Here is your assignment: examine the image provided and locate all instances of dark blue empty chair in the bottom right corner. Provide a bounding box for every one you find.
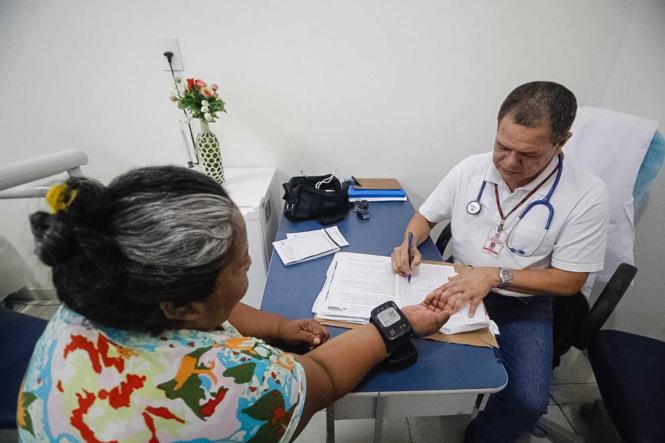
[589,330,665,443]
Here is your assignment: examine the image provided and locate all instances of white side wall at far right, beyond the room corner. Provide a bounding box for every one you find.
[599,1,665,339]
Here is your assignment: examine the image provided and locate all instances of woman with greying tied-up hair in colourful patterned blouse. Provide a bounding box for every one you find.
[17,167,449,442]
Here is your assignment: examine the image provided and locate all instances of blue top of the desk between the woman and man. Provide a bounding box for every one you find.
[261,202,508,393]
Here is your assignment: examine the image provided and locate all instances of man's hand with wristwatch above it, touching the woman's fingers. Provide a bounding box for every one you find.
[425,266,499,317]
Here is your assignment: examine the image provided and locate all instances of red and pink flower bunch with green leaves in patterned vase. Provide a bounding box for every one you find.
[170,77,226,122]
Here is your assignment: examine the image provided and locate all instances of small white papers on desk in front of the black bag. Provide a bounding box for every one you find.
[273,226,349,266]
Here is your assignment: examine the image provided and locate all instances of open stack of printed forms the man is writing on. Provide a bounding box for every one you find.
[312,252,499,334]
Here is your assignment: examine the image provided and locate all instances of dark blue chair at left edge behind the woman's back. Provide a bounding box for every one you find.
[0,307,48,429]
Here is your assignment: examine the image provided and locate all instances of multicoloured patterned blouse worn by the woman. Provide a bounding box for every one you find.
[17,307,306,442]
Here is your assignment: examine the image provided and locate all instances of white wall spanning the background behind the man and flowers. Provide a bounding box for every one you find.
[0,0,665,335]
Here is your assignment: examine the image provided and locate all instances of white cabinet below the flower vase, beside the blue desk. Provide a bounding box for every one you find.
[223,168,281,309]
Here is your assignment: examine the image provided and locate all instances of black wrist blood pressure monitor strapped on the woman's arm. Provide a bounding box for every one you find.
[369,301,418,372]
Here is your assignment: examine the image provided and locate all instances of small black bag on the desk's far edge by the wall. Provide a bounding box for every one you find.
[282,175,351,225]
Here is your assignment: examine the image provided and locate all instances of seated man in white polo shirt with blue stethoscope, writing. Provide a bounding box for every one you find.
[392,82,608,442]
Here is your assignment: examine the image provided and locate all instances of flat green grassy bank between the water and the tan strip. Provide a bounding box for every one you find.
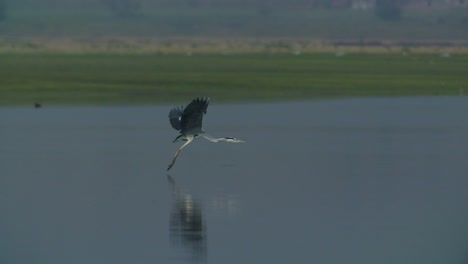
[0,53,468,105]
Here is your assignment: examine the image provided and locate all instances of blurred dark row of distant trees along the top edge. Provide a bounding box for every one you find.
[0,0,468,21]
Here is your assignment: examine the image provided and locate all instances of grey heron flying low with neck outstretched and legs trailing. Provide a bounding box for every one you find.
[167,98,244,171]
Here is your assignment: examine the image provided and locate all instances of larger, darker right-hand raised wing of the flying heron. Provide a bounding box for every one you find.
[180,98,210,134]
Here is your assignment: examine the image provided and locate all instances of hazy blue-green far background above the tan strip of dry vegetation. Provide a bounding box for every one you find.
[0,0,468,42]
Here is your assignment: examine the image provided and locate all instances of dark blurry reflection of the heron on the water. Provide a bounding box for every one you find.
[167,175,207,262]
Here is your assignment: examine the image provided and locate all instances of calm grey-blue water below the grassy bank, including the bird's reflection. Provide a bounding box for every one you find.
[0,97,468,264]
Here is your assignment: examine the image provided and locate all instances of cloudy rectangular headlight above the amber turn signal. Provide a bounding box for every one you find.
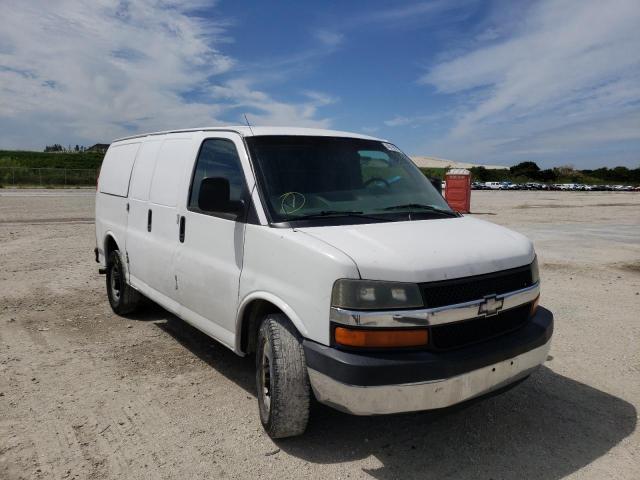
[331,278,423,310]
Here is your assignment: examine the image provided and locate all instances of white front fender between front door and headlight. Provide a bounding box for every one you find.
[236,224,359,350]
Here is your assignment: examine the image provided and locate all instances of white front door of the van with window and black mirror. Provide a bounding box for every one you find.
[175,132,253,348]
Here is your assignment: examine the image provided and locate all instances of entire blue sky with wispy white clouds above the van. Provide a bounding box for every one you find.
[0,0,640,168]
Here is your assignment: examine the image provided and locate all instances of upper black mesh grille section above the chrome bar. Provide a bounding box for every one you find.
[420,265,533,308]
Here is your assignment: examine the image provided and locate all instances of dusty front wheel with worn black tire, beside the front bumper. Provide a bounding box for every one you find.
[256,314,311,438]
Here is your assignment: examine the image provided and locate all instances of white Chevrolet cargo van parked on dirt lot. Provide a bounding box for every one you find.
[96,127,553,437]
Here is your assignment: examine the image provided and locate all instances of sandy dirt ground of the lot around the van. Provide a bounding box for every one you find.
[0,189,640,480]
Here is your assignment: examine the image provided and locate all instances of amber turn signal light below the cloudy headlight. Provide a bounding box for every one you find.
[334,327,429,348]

• • •

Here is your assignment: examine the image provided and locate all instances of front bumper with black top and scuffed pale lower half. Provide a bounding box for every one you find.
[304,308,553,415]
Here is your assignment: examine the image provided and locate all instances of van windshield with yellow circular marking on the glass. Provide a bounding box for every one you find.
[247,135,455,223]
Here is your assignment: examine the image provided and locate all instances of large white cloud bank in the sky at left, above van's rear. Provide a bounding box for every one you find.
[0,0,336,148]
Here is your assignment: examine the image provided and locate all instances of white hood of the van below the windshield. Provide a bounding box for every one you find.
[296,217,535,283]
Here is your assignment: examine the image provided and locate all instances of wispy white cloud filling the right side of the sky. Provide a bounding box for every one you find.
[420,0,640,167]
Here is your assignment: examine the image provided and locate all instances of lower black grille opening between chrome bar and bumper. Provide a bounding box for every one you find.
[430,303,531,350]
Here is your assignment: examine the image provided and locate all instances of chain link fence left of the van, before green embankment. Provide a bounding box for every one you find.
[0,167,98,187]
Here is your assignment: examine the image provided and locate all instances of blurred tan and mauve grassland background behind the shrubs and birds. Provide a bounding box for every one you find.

• • •

### Exercise prompt
Scan the entries above for the line containing "of large white", and copy it and all lines after it exactly, down to and including the line containing "of blurred tan".

### Expected answer
Here is your assignment: examine the image provided and locate all instances of large white cloud bank in the sky at left, above van's rear. Provide a bounding box for every one you find.
[0,0,336,148]
Here is your assignment: examine the image provided and locate all instances of white hood of the van below the windshield. Provide a bounding box for every one you find.
[296,217,535,283]
Here is your assignment: examine the image provided and locate all instances of wispy white cloud filling the right side of the sky. Provide a bounding box for every one you find.
[420,0,640,167]
Here is your assignment: examine the image provided and locate all instances of lower black grille opening between chrome bar and bumper. Provide a bounding box for every one you find.
[430,303,531,350]
Here is your assignment: examine the image provided and locate all instances of chain link fence left of the van, before green embankment. Provide a bounding box for every one you find.
[0,167,98,187]
Here is your assignment: examine the image provided and locate all instances of blurred tan and mauve grassland background behind the shrubs and birds. Provide a bounding box for every one you find.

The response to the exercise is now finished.